Stated task 1
In the forum post on Alchemist strategy, what did guided say the deck should get its buying power from?

I wouldn't. If you read the original post, I was asking what is necessary in order to support a successful Alchemist strategy. The discussion went as follows: guided said that the deck should be getting its buying power from Golds/Platinums, rather than +coin actions; I asked how the deck could ramp up that buying power; guided responded that you should just buy Silver to get up to Gold; I ran some simulations comparing that strategy to BM and saw that it was markedly inferior.
This is getting rather frustrating. You have yet to answer this simple question: for buying power specifically what is it that you think makes +coin actions superior to treasure in an Alchemist deck? Your assertion was that you need +coin actions as opposed to treasure. If you really think that's true, tell me why Harvest (say) is better than Gold in an Alchemist deck. Good Alchemist decks notably do not generally have lots of surplus actions that you could use to play lots of strong +coin terminals.

Pointing records
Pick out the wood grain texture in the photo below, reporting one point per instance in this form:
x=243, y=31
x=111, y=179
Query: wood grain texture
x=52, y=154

Stated task 2
Copy the entire pointing listing above, line for line.

Written reply 1
Golds and Platinums, rather than +coin actions.

Written reply 2
Pick out the wood grain texture in the photo below, reporting one point per instance in this form:
x=243, y=31
x=111, y=179
Query: wood grain texture
x=52, y=154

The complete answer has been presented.